── Input for this task ──

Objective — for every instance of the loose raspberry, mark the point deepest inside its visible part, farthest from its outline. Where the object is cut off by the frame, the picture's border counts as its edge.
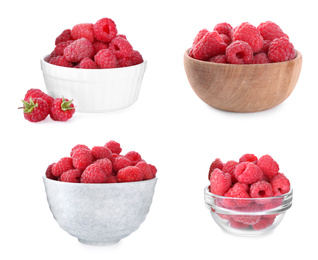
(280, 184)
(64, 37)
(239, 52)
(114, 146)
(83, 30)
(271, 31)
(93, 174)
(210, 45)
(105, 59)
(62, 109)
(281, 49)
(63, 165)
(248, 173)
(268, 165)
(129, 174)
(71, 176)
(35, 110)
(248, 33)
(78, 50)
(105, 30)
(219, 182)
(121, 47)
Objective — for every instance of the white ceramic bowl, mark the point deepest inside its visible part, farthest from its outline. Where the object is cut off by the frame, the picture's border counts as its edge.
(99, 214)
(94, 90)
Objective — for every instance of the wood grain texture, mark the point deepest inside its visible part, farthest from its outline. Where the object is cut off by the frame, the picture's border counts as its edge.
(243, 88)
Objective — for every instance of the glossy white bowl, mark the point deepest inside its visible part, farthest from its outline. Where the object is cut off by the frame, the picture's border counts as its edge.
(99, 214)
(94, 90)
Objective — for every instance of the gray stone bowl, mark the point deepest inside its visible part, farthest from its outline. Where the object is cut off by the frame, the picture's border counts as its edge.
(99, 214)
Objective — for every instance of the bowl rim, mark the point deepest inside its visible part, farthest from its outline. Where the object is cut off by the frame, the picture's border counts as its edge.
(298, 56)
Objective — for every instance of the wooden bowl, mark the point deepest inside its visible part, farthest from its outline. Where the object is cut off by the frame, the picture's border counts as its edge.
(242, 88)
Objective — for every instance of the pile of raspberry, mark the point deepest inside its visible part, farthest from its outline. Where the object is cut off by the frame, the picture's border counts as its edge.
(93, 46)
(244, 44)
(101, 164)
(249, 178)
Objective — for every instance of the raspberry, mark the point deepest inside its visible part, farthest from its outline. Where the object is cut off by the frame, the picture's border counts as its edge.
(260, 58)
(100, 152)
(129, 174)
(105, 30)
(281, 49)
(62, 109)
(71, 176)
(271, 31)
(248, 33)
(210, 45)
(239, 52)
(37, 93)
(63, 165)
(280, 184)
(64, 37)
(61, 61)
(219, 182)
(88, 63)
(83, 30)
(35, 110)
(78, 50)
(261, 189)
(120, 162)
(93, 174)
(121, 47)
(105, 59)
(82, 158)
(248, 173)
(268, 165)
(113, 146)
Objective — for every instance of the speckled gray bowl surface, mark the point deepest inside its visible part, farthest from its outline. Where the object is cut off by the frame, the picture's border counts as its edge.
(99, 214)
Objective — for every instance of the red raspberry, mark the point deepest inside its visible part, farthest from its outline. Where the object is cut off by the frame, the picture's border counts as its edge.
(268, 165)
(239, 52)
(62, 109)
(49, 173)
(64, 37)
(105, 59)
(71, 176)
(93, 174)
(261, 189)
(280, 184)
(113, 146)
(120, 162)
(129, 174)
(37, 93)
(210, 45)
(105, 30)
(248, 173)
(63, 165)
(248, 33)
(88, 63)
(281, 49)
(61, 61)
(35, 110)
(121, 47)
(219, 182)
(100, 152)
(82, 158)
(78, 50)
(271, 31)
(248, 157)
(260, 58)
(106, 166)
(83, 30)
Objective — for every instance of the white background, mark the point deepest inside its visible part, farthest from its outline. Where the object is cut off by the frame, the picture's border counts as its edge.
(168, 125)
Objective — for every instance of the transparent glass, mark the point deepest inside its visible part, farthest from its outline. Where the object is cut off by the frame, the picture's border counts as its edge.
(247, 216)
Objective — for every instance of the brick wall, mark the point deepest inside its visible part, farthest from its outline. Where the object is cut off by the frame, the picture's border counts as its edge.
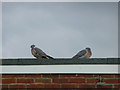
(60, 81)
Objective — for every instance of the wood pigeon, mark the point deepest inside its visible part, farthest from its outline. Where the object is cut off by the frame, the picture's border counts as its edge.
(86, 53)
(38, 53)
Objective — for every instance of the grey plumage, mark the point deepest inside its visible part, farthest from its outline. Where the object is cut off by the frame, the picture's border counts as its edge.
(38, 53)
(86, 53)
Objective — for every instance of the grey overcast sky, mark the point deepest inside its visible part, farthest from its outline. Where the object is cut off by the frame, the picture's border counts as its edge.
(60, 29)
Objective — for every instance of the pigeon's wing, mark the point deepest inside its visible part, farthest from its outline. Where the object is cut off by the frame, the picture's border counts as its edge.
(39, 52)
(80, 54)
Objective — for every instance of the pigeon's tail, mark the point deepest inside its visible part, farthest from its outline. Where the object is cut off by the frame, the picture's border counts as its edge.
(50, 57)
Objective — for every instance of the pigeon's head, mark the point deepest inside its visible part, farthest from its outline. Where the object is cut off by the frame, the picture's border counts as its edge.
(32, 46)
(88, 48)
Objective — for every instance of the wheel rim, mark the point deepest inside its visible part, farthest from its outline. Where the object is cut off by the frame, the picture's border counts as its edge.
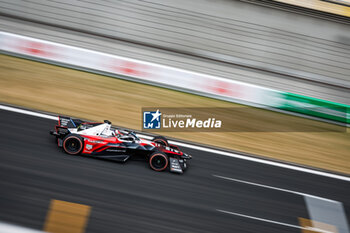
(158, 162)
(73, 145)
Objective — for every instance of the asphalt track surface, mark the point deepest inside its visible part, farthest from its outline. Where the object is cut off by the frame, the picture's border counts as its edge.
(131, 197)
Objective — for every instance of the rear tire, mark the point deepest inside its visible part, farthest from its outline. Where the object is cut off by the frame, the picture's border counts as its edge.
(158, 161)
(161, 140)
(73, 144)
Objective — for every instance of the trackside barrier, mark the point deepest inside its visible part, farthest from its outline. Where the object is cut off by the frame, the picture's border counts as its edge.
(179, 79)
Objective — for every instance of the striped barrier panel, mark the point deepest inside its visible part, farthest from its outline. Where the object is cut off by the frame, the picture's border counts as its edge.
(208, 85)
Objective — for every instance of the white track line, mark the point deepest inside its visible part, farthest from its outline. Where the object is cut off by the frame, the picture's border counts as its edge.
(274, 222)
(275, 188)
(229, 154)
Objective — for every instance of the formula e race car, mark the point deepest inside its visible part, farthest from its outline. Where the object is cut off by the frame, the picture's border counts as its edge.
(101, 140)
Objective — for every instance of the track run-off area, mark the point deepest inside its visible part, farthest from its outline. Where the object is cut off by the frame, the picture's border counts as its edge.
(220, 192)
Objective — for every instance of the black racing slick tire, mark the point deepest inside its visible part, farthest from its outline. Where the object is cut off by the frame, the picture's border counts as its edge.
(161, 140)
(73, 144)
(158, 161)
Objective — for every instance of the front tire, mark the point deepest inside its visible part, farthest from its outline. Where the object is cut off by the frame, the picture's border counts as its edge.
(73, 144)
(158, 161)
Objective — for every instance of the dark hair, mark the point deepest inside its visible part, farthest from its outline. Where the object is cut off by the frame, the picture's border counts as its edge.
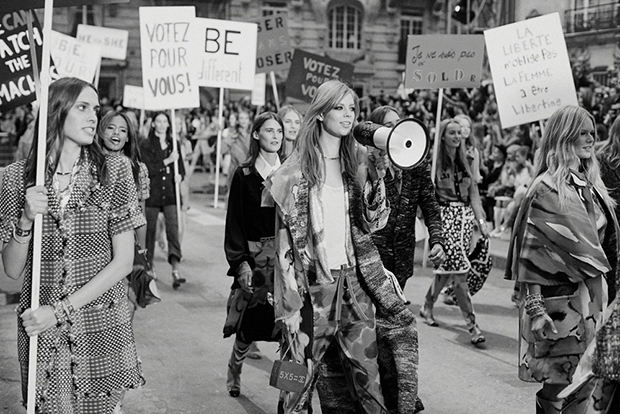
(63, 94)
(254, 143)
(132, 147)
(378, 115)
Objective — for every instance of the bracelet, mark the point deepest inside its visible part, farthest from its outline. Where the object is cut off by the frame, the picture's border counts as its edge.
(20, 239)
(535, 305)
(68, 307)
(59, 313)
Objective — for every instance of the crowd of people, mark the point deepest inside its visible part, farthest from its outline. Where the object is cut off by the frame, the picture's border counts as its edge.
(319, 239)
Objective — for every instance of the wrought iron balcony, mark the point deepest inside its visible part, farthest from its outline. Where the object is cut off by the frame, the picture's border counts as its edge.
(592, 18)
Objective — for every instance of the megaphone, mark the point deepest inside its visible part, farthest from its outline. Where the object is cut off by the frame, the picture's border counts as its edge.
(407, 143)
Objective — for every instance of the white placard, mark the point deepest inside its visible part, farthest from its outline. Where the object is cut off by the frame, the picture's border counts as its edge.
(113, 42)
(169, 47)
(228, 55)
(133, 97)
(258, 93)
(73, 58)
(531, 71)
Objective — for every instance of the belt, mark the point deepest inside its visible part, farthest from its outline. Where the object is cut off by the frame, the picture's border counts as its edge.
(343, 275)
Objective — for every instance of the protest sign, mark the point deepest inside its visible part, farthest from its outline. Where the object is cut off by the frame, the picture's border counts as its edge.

───

An exact repeat of the listing above, pictures excluded, is the answer.

Final answer:
Objective — for every instance of the loose raspberry, mark the point deepest inside its visible part, farthest from its outline. Where the object is cut off by the frame, the picture's border counts as its edge.
(280, 184)
(64, 37)
(239, 52)
(114, 146)
(83, 30)
(271, 31)
(93, 174)
(210, 45)
(105, 59)
(62, 109)
(281, 49)
(63, 165)
(248, 173)
(268, 165)
(129, 174)
(71, 176)
(35, 110)
(248, 33)
(78, 50)
(105, 30)
(219, 182)
(121, 47)
Objective — for every instance of the white ceramic bowl, mark the point deepest inside its visible part, farthest from its outline. Where the object is cut off by the frame, the picture's border counts as its edge.
(99, 214)
(94, 90)
Objective — for every instance of the wood grain texture, mark the point deepest inside its visible part, farthest from its outline. Where the object is cut off by the frame, the picture's border counts as its edge.
(243, 88)
Objective — for every instance of the glossy white bowl, mark the point deepest inside its visible part, farthest from its outline. Where the object is cut off by the frame, the picture's border counts as its edge.
(99, 214)
(94, 90)
Objective — for every instance of the gray stone bowl, mark the point deepest inside its visible part, farthest from its outline. Where the object is cut off by the frame, the picture's border counts as its edge.
(99, 214)
Objective — for every instance of the bowl rim, mark the point deepest inside its visible part, farthest from its outline. Where the object is cut off by the frame, the picture's border counts as its edge.
(298, 56)
Objective — for every instance of the wooden bowl, mark the point deepest inside its visible part, farthest from its outline. Where the object is cut off by the frame, the picture's border counts as its edge.
(242, 88)
Objective — for every instance of the pile of raspberry, mark the point deepest inside its visible part, farthest from its outline. Where the object is cut off by the frame, the picture's border counts as its edge.
(93, 46)
(244, 44)
(101, 164)
(249, 178)
Objective — for every instance of the raspberry, mark the point deepest inside its visible part, farthest from its outline. Where the object is cut off by the frame, the picture's border counts as its edge.
(260, 58)
(100, 152)
(129, 174)
(105, 30)
(281, 49)
(62, 109)
(71, 176)
(271, 31)
(248, 33)
(210, 45)
(239, 52)
(37, 93)
(63, 165)
(280, 184)
(64, 37)
(61, 61)
(219, 182)
(88, 63)
(83, 30)
(35, 110)
(78, 50)
(261, 189)
(120, 162)
(93, 174)
(121, 47)
(105, 59)
(82, 158)
(248, 173)
(268, 165)
(113, 146)
Objective — for every instance of the speckled gray bowl surface, mark the point deepest inside its visible part, farthest from its outline. Where the object is cut off by the frame, the picture's border counts as its edge.
(99, 214)
Objective — for every instance of the red raspberry, mark the point deepest inside its visible part, farthest from its outline. Where the object is cut off by the frame, the picture's border counts as its edge.
(268, 165)
(239, 52)
(62, 109)
(49, 173)
(64, 37)
(105, 59)
(71, 176)
(93, 174)
(261, 189)
(280, 184)
(113, 146)
(120, 162)
(129, 174)
(37, 93)
(210, 45)
(105, 30)
(248, 173)
(63, 165)
(248, 33)
(88, 63)
(281, 49)
(61, 61)
(35, 110)
(121, 47)
(219, 182)
(100, 152)
(82, 158)
(78, 50)
(271, 31)
(248, 157)
(260, 58)
(106, 166)
(83, 30)
Objective — for every instance of the white background, mark the point deepest inside its visible part, farthest from its outline. Where the object is cut off by the frame, the picture's border counts as its edge.
(168, 125)
Objective — for every instance of the transparent glass, mark the point deepest inside its visible part, farthest from its outline. Where the object is cut off by the frame, the picture's border counts as its edge.
(247, 216)
Objective — for every instance of the brick wall, mark the point deepest inside its visible part, farthest from its outline. Where the object is cut off by the frame, the picture's border counts as its edge.
(60, 81)
Objective — for every instance of the wood pigeon, mark the point deepest inside its visible part, farthest from its outline. Where the object is cut off by the frame, the picture's border counts as its edge.
(86, 53)
(38, 53)
Objective — for every instance of the grey plumage, mark the point deepest inside its visible part, farthest from its outline. Where the object is cut off by the frame, the picture's border counts as its edge.
(38, 53)
(86, 53)
Objective — for every instance of the grey overcast sky, mark the point deepest inside its visible part, farthest from its outline. Where the object is cut off by the frame, the picture's border counts as its edge.
(60, 29)
Objective — for every instance of the pigeon's wing, mark the point deepest inside its visible part, farthest from its outline. Where the object is cut off by the frame, the picture's border counts as its edge.
(39, 52)
(80, 54)
Objective — for every instance of the pigeon's tail, mark the point deepest inside its visible part, farthest from its outline. Where the object is cut off by the frame, the picture's border counts as its edge.
(50, 57)
Objective — for every instance of the pigeon's head, mark the point deepest inside its visible part, farthest from its outline. Where the object is cut off by the frame, the picture's border counts as its edge.
(32, 46)
(88, 48)
Objective — for every instance of the wheel rim, mark the point deepest inside its visible part, farthest from its outline. Where the object is cut off by the frame, the picture's border counts as its edge.
(158, 162)
(73, 145)
Objective — for every instance of the asphalt track surface, mark the point deepest inside its visible part, farthest from its outline. Where the object is cut off by the frame, the picture's border counts as its edge.
(131, 197)
Objective — for every instance of the rear tire, mark the point deepest inside its visible part, farthest from its outline. Where the object is cut off by the frame, the picture's border counts as its edge.
(158, 161)
(161, 140)
(73, 144)
Objective — for every instance of the trackside barrier, mark the point deepest inside its visible part, farthest from its outline. Where the object is cut off by the frame, the picture's border counts as its edge.
(179, 79)
Objective — for every instance of the striped barrier panel, mark the point deepest inside its visible part, farthest from its outline. Where the object is cut off by the frame, the picture's border counts as its edge.
(208, 85)
Objective — for every instance of the white track line, mark the point deepest inside its visible part, farthest from its outline. Where the object is cut off by the frame, the picture's border counts as its edge.
(274, 222)
(275, 188)
(229, 154)
Objective — for every instance of the formula e race car, mark the point deepest inside its visible part, farthest from its outline. Where the object is cut off by the frame, the picture's border counts as its edge.
(101, 140)
Objective — for every instance of the track run-off area, mark the point deepest inside its visible part, farthest from its outline. Where the object is cut off by the frame, the picture's border counts as its edge.
(220, 192)
Objective — for every instance of the black racing slick tire, mark the point deepest inside its visible part, farthest from its outline. Where the object is cut off by the frame, the picture's border counts as its edge.
(161, 140)
(73, 144)
(158, 161)
Objective — for every instance of the front tire, mark the point deepest inside its visible part, farthest from its outline. Where the object is cut off by the frame, the picture's border counts as its edge.
(73, 144)
(158, 161)
Objective — for every instance of the dark hair, mark the point deepest inside its visible part, farthest from its outline. Where the object is cut off by the frame, the picture's border counts as its edge.
(63, 94)
(254, 143)
(132, 147)
(378, 115)
Objective — for every instance of the bracelet, mark the point deepest inside its visible part, farthest from its outline. Where the object is cut off by the frame, the picture's border counts as its edge.
(20, 239)
(535, 305)
(68, 307)
(59, 313)
Objective — for every instance of the crowd of people, mark the point deepest inside its visible part, farthest from its outline. Where the object is cut off by the frame, the picture's border counts as its edge.
(319, 239)
Objective — for every instance of the wrought iron balcony, mark the point deepest inside its visible part, farthest from its outline. Where the object is cut off by the frame, the picture's border counts as its edge.
(592, 18)
Objective — for every instance of the megaphone, mark the point deepest inside its visible part, farthest from its outline. Where the object is cut off by the frame, the picture's border counts as its edge.
(407, 143)
Objective — for every instance of the white placard, mark the point deepest inside its visible part, farthest from its outline. Where the object is cut off by the frame, the picture's border counts as its edge.
(113, 42)
(169, 47)
(228, 55)
(133, 97)
(258, 93)
(73, 58)
(531, 71)
Objective — for every instance of the belt, mark the point deepest inside its visible part, farthest from its outline. Where the object is cut off by the frame, the picture's border counts as its edge.
(343, 275)
Objective — for every instance of the protest sign, mark the point deepest inside its visible part, farthest from its outline. Where the object is cut off by the frame, the picture's border counts as its edge.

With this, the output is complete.